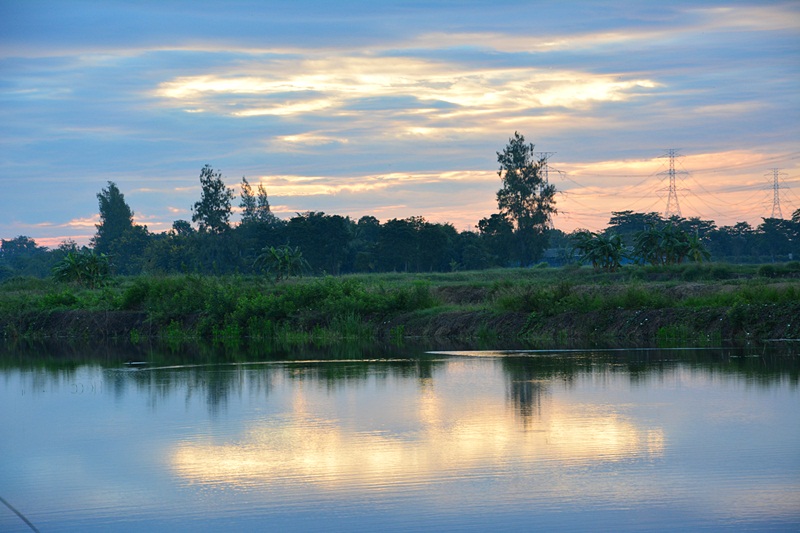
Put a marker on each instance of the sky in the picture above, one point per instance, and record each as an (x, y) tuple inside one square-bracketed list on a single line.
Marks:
[(395, 109)]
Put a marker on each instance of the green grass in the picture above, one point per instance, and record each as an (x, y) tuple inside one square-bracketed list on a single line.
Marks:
[(330, 309)]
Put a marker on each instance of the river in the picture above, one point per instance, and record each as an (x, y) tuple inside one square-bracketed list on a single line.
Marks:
[(402, 440)]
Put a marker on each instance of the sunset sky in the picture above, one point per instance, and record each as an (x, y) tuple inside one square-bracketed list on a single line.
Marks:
[(394, 109)]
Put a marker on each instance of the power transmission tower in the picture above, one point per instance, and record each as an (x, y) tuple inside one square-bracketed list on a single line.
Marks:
[(673, 207), (776, 196), (544, 157)]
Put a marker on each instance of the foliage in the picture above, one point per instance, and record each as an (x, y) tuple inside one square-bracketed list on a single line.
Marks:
[(255, 207), (526, 198), (213, 211), (282, 262), (669, 245), (116, 218), (84, 268), (602, 251)]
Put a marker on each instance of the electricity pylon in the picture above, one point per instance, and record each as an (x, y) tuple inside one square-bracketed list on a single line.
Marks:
[(673, 207)]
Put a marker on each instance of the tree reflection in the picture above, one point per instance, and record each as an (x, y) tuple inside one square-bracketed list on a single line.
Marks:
[(217, 372)]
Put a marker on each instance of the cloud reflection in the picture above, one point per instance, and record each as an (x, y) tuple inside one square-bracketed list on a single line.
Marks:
[(449, 440)]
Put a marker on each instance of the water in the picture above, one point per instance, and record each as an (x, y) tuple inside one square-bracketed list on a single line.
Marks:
[(467, 441)]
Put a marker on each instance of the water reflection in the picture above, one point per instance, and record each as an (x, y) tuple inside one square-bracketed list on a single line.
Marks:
[(459, 436)]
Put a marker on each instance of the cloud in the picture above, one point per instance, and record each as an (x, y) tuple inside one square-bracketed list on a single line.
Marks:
[(439, 89)]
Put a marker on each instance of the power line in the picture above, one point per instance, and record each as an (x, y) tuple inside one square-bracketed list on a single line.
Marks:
[(776, 195), (673, 208)]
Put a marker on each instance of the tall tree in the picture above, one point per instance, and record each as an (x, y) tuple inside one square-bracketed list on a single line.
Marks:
[(116, 218), (213, 212), (526, 198), (255, 207)]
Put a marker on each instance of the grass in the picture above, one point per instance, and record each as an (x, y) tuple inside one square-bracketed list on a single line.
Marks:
[(330, 309)]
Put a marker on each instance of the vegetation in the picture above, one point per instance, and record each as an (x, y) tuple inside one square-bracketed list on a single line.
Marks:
[(526, 199), (689, 303), (84, 268)]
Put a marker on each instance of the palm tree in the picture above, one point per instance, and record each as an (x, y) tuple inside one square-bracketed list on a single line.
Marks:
[(84, 268), (602, 251), (283, 261)]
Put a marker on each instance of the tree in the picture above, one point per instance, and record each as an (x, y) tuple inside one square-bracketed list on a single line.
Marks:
[(116, 218), (497, 232), (84, 268), (601, 250), (255, 207), (213, 212), (282, 262), (526, 198), (670, 245)]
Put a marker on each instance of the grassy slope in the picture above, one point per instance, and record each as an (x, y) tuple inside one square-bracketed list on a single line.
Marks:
[(689, 304)]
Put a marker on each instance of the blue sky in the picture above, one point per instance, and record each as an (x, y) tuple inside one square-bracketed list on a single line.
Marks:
[(394, 109)]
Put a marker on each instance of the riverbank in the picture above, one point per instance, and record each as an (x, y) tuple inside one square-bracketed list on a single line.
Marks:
[(686, 304)]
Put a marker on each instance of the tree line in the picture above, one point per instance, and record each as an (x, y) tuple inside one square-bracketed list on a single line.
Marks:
[(519, 234)]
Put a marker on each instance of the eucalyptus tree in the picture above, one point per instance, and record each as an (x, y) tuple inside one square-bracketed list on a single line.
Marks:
=-=-=-=-=
WORK INSTRUCTION = Output every record above exactly as written, but skip the pictures.

TASK SOLUTION =
Put a marker on each instance of the sky in the picture above, one point per instance, and record each as an (x, y) tuple inside one square-bracketed list on a single line.
Marks:
[(395, 109)]
Put a marker on each instance of the green grass in the picture above, one point per instance, and record each as an (x, y) tuple inside one square-bracketed list on a single line.
Marks:
[(330, 309)]
Put a marker on each instance of the river in the picture above, one point per instance, and record each as an (x, y) tuple inside one square-bracketed list on a single line.
Marks:
[(402, 440)]
Put a marker on each instance of the sunset sky in the picture above, one point per instance, and record each as an (x, y) tuple inside one square-bracketed list on a single line.
Marks:
[(394, 109)]
Put a marker on each instance of the power transmission tower in the picture above, one point per instance, and record each as an (x, y) tuple inside one square-bracketed list on a single line.
Marks:
[(673, 207), (776, 196), (544, 157)]
Put a marker on each instance of the foliage in the picture above, one point per instance, and record each as an (x, y) tuple inside one square-bracketed list on a single line.
Marks:
[(255, 207), (526, 198), (213, 211), (282, 262), (669, 245), (116, 218), (84, 268), (602, 251)]
Put a marker on each instance of the electricity pylon in the picture above, one point per instance, and record each as an (x, y) tuple inside one square-bracketed list on a single line.
Marks:
[(673, 207)]
Put a marker on each instance of the tree reflection in the picture above, one point per instance, and record each as an (x, y) tuple inside one square-bracketed list on a single line.
Marks:
[(217, 372)]
Put a marker on each instance of the cloud reflection in the picture above, one point per instance, and record each as an (x, y) tuple inside one square-bracketed list on a single line.
Marks:
[(449, 440)]
Put a marker on each instance of the water in the picture above, one point per instance, and record each as an (x, y) tuple inside one square-bracketed list on a single line.
Marks:
[(467, 441)]
Put a marker on each instance of the water reflection in the picture above, one point per instance, and record each as an (x, y) tuple inside one square-bracketed list on a single line.
Marks:
[(459, 436)]
Put a marker on each instance of the cloud in the picture above, one point per instance, and record each as an (x, y) tuple inside one square-bracketed list on a single line.
Marks:
[(439, 89)]
Put a marker on each instance of the power line in the picture above, one point per instance, and record each as an (x, y) tuple inside one square-bracketed list on a single line.
Marks:
[(776, 195), (673, 208)]
Put a marker on each instance of the tall tree in the picture above, one point per instance, and record each as an (x, y) tuple inside one square-bracketed list on a single line.
Marks:
[(116, 218), (213, 212), (526, 198), (255, 207)]
Put a marker on each instance of the grass in the picture above, one point per instance, and record each as an (x, y) tuple inside one square-bracketed list on a single line.
Marks:
[(330, 309)]
Put a marker on each instance of the vegetation in the picture above, one point per instance, and record each as an (x, y) tuple inside one square-bracketed list on a single line.
Marks:
[(526, 199), (689, 303), (84, 268)]
Put a marker on each instance of the palm tree in the picture above, one point per instance, and record each as an (x, y) tuple inside one square-bracketed list on a single line.
Marks:
[(84, 268), (602, 251), (283, 261)]
Put a marker on each instance of the tree in the picture above, one point per instance, and record each as an (x, y) tuple inside one square-bracketed list on a single line.
Marks:
[(116, 218), (497, 232), (84, 268), (601, 250), (255, 207), (213, 212), (282, 262), (526, 198), (670, 245)]
Put a marker on each instance of the grassy slope in the picture above, one point per instance, and record each as an (x, y) tuple inside one square-bracketed list on a single line.
Marks:
[(689, 304)]
Put a marker on each instance of the blue sky in the picture above, one point per instance, and record each as an (x, y) tuple inside one square-bracketed list on a single line.
Marks:
[(394, 109)]
Put a marker on each instance of the riverbank in the picture above, one point per instance, and record each as an (x, y) tuple inside one square-bracketed list on a single line.
Marks:
[(686, 304)]
Put a marker on each instance of the tree line in the picture above, one point per instance, and record each as an (x, y) tuple inside one square-bracketed list on a single line.
Marks:
[(519, 234)]
Put a marker on each instance of the eucalyptus tree in the picture above, one point per instance, and record each as an (x, y) tuple inside one square-bracketed list on a single line.
Marks:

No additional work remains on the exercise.